Record excerpts:
....
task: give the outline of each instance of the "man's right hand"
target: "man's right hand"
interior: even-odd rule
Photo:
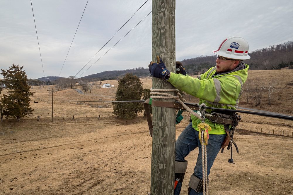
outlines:
[[[182,65],[182,63],[181,62],[178,61],[176,61],[176,74],[181,74],[186,76],[186,71],[185,68]]]

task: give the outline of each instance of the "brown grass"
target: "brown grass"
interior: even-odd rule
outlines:
[[[285,100],[274,101],[278,107],[292,110],[292,89],[283,86],[293,80],[290,71],[250,71],[248,79],[264,81],[265,76],[278,73],[275,76],[282,84],[278,94]],[[284,74],[286,76],[281,76]],[[115,80],[102,82],[116,86]],[[150,88],[151,80],[142,80],[145,88]],[[5,120],[0,124],[0,194],[147,194],[150,184],[151,138],[142,114],[133,120],[121,120],[113,115],[110,104],[96,103],[103,107],[93,108],[90,106],[94,103],[65,100],[113,100],[115,88],[94,87],[91,94],[89,92],[82,95],[71,89],[56,91],[54,86],[50,89],[52,87],[55,100],[53,122],[50,121],[52,105],[47,103],[47,86],[34,87],[33,116],[22,119],[20,122]],[[189,96],[185,98],[189,100]],[[274,106],[271,110],[277,109]],[[41,118],[38,122],[38,115]],[[188,113],[183,115],[183,120],[176,125],[177,136],[188,123]],[[227,162],[229,151],[218,155],[209,177],[210,194],[291,194],[293,138],[289,137],[293,122],[241,115],[238,128],[248,131],[251,135],[236,133],[235,140],[240,153],[234,152],[236,164]],[[261,130],[271,134],[274,130],[275,134],[279,135],[284,130],[287,137],[257,135],[256,131]],[[195,150],[186,158],[188,165],[183,194],[187,194],[197,152]]]

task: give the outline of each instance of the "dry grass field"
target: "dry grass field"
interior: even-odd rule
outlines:
[[[280,82],[272,105],[266,106],[264,101],[263,108],[292,112],[293,85],[289,83],[293,82],[293,70],[249,74],[253,82],[265,81],[269,75]],[[142,80],[144,88],[150,88],[151,79]],[[102,82],[115,87],[117,84],[116,80]],[[133,120],[121,120],[113,115],[110,103],[66,101],[114,100],[116,87],[95,86],[91,93],[85,94],[71,89],[56,91],[52,87],[53,122],[48,86],[45,86],[33,88],[33,116],[19,122],[9,119],[0,124],[0,194],[147,194],[151,138],[142,114]],[[189,101],[189,96],[185,98]],[[191,101],[196,101],[193,98]],[[248,107],[242,103],[246,98],[241,101],[240,106]],[[229,151],[219,153],[209,177],[209,194],[292,194],[293,121],[241,115],[234,136],[240,151],[234,152],[236,164],[228,163]],[[188,113],[184,116],[176,125],[176,136],[188,123]],[[271,134],[273,130],[275,134],[269,137],[268,131]],[[257,135],[257,130],[267,134]],[[197,153],[195,150],[186,158],[189,163],[182,194],[187,194]]]

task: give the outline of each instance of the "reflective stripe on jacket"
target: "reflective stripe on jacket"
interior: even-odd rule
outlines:
[[[242,70],[215,75],[216,67],[212,68],[196,78],[171,73],[168,81],[177,89],[199,98],[200,104],[204,103],[208,106],[235,110],[247,78],[249,66],[244,65],[246,68]],[[201,121],[193,115],[191,117],[192,126],[198,131],[197,125]],[[226,133],[223,125],[212,122],[208,119],[205,122],[212,128],[209,134]]]

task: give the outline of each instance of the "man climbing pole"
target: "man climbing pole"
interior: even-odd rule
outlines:
[[[187,75],[180,62],[176,63],[177,74],[167,70],[160,59],[157,63],[151,62],[149,70],[153,76],[167,81],[176,88],[199,98],[200,104],[203,103],[208,106],[235,110],[242,93],[243,84],[247,78],[249,66],[242,61],[250,58],[248,55],[248,44],[243,38],[234,36],[225,39],[219,48],[213,51],[217,55],[216,66],[196,78]],[[212,110],[207,111],[210,112]],[[194,172],[190,179],[188,194],[203,194],[203,182],[204,184],[205,181],[202,181],[202,145],[198,127],[198,125],[201,129],[199,125],[202,121],[192,115],[190,122],[178,137],[175,144],[175,194],[180,193],[187,167],[187,161],[184,158],[197,147],[199,154]],[[220,150],[225,147],[227,145],[225,143],[229,143],[230,140],[224,141],[229,137],[226,138],[229,130],[226,125],[224,127],[224,125],[212,122],[208,118],[202,122],[211,129],[208,131],[209,138],[206,146],[208,176]],[[222,145],[223,143],[226,145]]]

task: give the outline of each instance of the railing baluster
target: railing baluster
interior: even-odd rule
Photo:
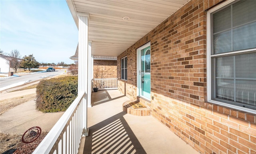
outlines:
[[[117,89],[117,78],[94,79],[93,83],[99,85],[99,90]]]

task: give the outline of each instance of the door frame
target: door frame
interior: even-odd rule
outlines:
[[[141,97],[148,100],[149,101],[150,101],[150,98],[146,98],[143,96],[142,96],[142,88],[141,88],[141,84],[140,84],[141,82],[141,73],[140,73],[140,71],[141,71],[141,61],[140,60],[140,56],[141,56],[141,50],[146,48],[146,47],[150,46],[150,42],[149,41],[147,43],[145,44],[144,45],[141,46],[137,49],[137,96],[140,97]],[[151,47],[150,47],[150,57],[151,57]],[[150,58],[151,59],[151,58]],[[151,67],[150,67],[150,72],[151,72]],[[151,76],[151,72],[150,72],[150,76]],[[151,80],[151,79],[150,79]],[[150,82],[150,89],[151,87],[151,82]],[[150,89],[150,93],[151,93],[151,90]]]

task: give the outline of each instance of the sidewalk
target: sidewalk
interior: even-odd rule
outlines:
[[[4,100],[35,94],[36,88],[14,92],[8,92],[36,84],[36,82],[3,92],[0,94],[0,99]],[[40,127],[42,131],[49,131],[64,113],[42,113],[36,109],[35,101],[32,100],[18,105],[0,115],[0,132],[23,134],[27,130],[34,126]]]

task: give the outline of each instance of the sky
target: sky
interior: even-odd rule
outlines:
[[[73,63],[78,30],[65,0],[0,0],[0,49],[39,62]]]

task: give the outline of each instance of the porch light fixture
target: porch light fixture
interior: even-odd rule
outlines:
[[[130,17],[123,17],[123,20],[128,20],[130,19]]]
....
Written request: Reproduce the lines starting at the one containing "task: give the outline of each instance of the porch" and ending at the last line of the items, task line included, and shift every coordinate in the outline by 71.

Written solution:
task: give the outline of each instance of the porch light fixture
target: porch light fixture
interior: even-odd rule
outlines:
[[[201,88],[194,88],[194,91],[199,91],[201,90]]]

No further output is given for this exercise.